Recorded data
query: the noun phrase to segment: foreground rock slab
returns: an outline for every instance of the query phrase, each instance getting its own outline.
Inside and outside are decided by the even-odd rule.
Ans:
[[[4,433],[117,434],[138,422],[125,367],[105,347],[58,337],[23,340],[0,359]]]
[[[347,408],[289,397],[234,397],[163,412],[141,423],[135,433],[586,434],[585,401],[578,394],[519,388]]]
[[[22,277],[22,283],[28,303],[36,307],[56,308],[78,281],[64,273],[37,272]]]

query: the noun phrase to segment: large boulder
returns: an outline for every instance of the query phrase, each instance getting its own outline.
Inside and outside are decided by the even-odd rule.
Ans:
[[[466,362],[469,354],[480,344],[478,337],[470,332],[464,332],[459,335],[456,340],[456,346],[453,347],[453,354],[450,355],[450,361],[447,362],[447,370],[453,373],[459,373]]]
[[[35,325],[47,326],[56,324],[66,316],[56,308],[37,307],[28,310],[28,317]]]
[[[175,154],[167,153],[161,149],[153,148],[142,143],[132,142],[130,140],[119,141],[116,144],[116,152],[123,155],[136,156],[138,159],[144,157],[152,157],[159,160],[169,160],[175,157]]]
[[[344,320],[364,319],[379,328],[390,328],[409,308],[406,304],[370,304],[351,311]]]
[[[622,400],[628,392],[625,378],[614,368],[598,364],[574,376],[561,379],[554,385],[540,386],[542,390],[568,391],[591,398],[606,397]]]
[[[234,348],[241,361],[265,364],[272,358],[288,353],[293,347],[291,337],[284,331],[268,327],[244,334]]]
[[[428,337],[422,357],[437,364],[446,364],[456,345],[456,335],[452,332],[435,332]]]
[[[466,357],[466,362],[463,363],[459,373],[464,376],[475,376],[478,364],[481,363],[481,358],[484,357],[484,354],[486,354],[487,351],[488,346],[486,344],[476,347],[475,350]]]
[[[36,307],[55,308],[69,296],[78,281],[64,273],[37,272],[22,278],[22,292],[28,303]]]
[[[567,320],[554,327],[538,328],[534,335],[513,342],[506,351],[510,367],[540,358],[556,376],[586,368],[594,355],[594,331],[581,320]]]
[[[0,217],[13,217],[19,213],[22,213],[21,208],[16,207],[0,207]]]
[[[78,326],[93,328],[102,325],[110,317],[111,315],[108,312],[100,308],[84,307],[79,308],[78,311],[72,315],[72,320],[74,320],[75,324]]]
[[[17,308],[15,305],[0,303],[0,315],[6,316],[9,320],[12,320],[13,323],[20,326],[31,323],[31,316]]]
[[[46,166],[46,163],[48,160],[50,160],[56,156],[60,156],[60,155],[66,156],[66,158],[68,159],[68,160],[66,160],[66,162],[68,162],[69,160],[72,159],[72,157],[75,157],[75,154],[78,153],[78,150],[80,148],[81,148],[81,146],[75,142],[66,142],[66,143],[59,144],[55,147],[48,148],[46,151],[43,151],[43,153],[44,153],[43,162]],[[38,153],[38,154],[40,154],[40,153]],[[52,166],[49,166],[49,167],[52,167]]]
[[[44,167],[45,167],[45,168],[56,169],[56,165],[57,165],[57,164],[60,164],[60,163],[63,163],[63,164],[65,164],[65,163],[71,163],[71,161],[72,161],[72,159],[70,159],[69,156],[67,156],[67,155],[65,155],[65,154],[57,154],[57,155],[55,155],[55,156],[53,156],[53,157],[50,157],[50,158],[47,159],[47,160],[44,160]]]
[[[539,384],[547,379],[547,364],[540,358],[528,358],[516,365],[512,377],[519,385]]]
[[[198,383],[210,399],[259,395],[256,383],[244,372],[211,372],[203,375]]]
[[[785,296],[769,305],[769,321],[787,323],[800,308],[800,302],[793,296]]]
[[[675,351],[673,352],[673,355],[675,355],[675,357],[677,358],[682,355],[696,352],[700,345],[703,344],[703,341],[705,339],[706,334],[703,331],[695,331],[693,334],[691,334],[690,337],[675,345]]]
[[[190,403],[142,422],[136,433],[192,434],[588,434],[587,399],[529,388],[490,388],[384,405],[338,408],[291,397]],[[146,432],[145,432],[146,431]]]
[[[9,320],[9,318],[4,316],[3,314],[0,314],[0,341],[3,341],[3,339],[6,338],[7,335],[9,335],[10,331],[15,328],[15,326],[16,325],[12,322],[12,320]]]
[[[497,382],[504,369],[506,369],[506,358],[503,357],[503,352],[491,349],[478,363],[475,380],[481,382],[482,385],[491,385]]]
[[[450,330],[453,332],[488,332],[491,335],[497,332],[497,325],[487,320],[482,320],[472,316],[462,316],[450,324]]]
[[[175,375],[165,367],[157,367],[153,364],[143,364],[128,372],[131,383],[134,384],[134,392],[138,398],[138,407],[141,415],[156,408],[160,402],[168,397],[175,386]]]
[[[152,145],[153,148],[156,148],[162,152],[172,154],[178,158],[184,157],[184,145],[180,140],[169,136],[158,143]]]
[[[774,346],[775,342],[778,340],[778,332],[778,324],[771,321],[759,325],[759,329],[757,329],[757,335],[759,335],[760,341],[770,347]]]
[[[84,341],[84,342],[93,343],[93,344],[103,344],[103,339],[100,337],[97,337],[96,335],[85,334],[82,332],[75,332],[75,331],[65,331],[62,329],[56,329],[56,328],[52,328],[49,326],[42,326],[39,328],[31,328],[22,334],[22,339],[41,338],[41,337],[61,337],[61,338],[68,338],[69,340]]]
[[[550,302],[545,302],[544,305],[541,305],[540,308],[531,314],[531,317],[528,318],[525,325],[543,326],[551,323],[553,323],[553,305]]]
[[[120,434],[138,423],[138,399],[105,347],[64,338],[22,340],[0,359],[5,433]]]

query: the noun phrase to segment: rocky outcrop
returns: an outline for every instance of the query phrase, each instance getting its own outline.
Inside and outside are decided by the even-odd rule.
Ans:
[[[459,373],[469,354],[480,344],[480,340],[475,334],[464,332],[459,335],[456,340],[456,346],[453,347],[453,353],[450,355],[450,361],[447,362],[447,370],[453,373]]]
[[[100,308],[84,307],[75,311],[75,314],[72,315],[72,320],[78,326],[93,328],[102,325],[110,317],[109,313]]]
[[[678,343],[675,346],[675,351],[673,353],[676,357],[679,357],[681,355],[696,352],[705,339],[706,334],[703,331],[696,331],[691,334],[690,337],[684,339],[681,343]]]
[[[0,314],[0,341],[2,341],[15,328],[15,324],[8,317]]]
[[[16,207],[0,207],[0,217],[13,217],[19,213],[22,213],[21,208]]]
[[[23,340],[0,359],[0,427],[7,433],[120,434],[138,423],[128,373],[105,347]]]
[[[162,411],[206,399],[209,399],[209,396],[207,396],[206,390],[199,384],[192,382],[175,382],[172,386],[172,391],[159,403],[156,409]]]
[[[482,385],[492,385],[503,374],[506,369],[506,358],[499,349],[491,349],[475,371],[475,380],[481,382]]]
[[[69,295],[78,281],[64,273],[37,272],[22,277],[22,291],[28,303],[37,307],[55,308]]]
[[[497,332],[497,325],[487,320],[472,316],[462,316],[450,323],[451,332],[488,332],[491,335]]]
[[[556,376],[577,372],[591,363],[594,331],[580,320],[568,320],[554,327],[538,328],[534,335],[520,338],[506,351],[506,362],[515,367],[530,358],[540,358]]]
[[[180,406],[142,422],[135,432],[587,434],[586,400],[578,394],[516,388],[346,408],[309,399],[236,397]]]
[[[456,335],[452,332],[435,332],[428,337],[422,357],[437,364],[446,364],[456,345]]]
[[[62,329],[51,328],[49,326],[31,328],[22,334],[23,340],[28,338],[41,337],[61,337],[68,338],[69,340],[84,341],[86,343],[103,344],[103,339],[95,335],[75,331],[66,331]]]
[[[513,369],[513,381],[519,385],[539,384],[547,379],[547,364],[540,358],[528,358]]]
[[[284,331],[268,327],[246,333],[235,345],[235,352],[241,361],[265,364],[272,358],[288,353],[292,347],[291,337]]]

PROBLEM:
Your answer should consist of each line of the data above in which the word "noun" occurs.

TASK ANSWER:
query: the noun phrase to segment: foreground rock slab
query: the noun phrase to segment: large boulder
query: the noun phrase to segment: rocky outcrop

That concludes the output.